**Dataset:**
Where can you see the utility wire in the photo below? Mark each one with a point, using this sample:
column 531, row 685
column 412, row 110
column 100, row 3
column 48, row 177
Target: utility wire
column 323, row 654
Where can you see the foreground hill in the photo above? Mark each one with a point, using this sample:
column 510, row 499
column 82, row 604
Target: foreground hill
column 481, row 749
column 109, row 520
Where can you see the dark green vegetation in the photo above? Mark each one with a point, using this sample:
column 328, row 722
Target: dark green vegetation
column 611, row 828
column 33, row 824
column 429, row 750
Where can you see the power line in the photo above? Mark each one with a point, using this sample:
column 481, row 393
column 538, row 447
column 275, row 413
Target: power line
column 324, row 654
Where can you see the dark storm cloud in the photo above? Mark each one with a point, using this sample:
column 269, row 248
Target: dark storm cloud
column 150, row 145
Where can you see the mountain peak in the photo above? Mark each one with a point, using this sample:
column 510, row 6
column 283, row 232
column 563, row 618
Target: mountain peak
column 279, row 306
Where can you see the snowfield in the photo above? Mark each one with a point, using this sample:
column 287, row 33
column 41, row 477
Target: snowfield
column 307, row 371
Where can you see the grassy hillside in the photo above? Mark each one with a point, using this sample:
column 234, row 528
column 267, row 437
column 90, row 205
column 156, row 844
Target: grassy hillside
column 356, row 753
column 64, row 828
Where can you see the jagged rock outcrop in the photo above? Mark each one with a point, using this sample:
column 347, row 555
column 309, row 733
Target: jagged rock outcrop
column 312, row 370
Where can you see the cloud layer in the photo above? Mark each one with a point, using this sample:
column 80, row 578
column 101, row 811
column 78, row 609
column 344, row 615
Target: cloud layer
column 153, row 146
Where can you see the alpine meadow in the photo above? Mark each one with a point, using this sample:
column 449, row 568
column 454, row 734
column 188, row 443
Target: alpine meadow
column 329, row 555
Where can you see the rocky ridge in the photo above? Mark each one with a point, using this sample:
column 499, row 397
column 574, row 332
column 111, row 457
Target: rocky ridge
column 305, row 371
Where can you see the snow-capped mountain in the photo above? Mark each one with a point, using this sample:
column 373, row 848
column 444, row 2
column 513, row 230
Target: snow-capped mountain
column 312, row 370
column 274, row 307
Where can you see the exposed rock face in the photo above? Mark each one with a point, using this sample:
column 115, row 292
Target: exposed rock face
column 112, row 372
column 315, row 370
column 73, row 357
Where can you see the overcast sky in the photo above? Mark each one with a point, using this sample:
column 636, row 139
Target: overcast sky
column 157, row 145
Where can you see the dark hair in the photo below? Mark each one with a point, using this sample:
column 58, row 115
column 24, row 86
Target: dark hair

**What to work on:**
Copy the items word for word, from the line containing "Where can you see the jagged" through the last line of the items.

**Answer to the problem:**
Where can you see the jagged rock outcrop in the photo above? Mark each one with a point, using this sample:
column 347, row 555
column 309, row 733
Target: jagged rock outcrop
column 312, row 370
Where can you see the cloud layer in the photo above? Mark each one with a point, using this sample:
column 80, row 578
column 101, row 811
column 78, row 609
column 344, row 615
Target: cloud layer
column 153, row 146
Where can you see the alpine meadow in the photo above? Mark each one with a point, using this sample:
column 449, row 568
column 454, row 734
column 188, row 443
Target: alpine meadow
column 329, row 555
Where can you see the rocky ridge in the photo above? Mark each one with a point, using this sample:
column 499, row 397
column 574, row 332
column 111, row 457
Target: rocky ridge
column 305, row 371
Where can you see the snow-capped mountain in the photo above? Mark each one with a point, using this sample:
column 373, row 848
column 444, row 2
column 513, row 230
Target: snow-capped mountain
column 312, row 370
column 274, row 307
Where can you see the exposed rock face in the photo above? Mark each one with a point, using this sample:
column 115, row 292
Target: exposed rock face
column 112, row 372
column 315, row 370
column 73, row 357
Where can you see the overcast sky in the photo above? Mark each one with a point, using this sample:
column 636, row 139
Target: overcast sky
column 157, row 145
Where can you see the dark hair in the photo below? Mark each one with a point, using this sample:
column 58, row 115
column 24, row 86
Target: dark hair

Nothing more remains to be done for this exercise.